__Directions__: Produce a verbatim transcription of the records below, beginning at the line containing "The component shall return one point per instance of the white" and ending at the final line; include only those lines.
— START OF Extracted information —
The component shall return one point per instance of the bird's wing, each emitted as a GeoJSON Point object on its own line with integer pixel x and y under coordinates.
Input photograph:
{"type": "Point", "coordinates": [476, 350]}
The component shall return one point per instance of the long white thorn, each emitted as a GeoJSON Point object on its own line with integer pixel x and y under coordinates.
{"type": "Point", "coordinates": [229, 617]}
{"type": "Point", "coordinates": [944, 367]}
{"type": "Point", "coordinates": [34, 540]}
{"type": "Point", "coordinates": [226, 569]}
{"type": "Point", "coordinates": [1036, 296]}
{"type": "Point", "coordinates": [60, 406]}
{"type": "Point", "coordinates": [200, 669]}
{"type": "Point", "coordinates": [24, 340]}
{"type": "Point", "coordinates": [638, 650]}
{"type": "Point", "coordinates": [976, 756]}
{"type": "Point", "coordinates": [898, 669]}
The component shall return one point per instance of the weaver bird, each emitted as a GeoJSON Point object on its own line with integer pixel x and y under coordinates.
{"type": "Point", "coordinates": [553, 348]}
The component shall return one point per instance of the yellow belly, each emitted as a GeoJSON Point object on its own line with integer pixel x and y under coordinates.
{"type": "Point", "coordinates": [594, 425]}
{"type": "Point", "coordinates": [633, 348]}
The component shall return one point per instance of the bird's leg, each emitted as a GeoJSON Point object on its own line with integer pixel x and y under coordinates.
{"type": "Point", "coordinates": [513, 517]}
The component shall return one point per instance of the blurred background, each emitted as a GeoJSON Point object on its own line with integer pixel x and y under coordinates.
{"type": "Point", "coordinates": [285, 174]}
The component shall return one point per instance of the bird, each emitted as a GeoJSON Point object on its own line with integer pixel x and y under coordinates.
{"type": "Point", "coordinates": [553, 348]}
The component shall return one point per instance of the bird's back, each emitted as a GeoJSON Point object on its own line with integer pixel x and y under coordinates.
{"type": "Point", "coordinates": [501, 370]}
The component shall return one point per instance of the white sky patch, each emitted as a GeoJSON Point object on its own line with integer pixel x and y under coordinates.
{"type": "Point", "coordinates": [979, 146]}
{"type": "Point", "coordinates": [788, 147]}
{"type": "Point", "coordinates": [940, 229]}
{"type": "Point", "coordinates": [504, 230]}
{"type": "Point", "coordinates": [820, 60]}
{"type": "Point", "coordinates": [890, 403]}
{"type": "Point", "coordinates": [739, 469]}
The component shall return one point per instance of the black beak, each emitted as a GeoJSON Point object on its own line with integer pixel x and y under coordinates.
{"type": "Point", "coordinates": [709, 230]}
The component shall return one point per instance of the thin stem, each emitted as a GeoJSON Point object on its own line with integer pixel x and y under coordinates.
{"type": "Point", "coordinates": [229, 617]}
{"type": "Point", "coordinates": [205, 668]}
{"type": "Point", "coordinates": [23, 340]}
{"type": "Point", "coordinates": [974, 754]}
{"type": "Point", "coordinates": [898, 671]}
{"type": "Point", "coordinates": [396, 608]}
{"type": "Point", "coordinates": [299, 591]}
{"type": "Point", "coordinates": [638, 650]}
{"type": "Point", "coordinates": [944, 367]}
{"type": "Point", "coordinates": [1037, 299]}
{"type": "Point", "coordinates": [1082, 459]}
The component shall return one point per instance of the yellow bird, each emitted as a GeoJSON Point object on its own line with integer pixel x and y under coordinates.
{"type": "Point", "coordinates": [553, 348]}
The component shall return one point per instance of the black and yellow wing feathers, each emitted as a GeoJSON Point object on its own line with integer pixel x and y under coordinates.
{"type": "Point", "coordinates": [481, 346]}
— END OF Extracted information —
__Result of the task__:
The component shall return one point per instance of the white sky patch, each emitted as a GeoJSON Point object on its own line with integer pixel x and y under coordinates.
{"type": "Point", "coordinates": [979, 146]}
{"type": "Point", "coordinates": [788, 147]}
{"type": "Point", "coordinates": [940, 229]}
{"type": "Point", "coordinates": [504, 230]}
{"type": "Point", "coordinates": [820, 60]}
{"type": "Point", "coordinates": [890, 403]}
{"type": "Point", "coordinates": [739, 469]}
The component shall return one point per instance of the black beak, each emitted as a GeoJSON Point object on its own line with integer pixel x and y under coordinates.
{"type": "Point", "coordinates": [709, 230]}
The component shall return one point per instance of the thin stem, each emitted as a GeoJSON Point object on its own line with integer pixel x and y under coordinates.
{"type": "Point", "coordinates": [229, 617]}
{"type": "Point", "coordinates": [205, 668]}
{"type": "Point", "coordinates": [23, 340]}
{"type": "Point", "coordinates": [974, 754]}
{"type": "Point", "coordinates": [898, 671]}
{"type": "Point", "coordinates": [396, 608]}
{"type": "Point", "coordinates": [299, 591]}
{"type": "Point", "coordinates": [638, 650]}
{"type": "Point", "coordinates": [944, 367]}
{"type": "Point", "coordinates": [1037, 299]}
{"type": "Point", "coordinates": [1082, 459]}
The component shall return one point per instance of the yellow bird, each emitted as a GeoJSON Point object on its own line with integer pixel x and y under coordinates.
{"type": "Point", "coordinates": [553, 348]}
The component shall return one point per instance of the black and yellow wing feathers, each emitted as a GeoJSON Point object on its own line with integer pixel x and y under coordinates.
{"type": "Point", "coordinates": [481, 346]}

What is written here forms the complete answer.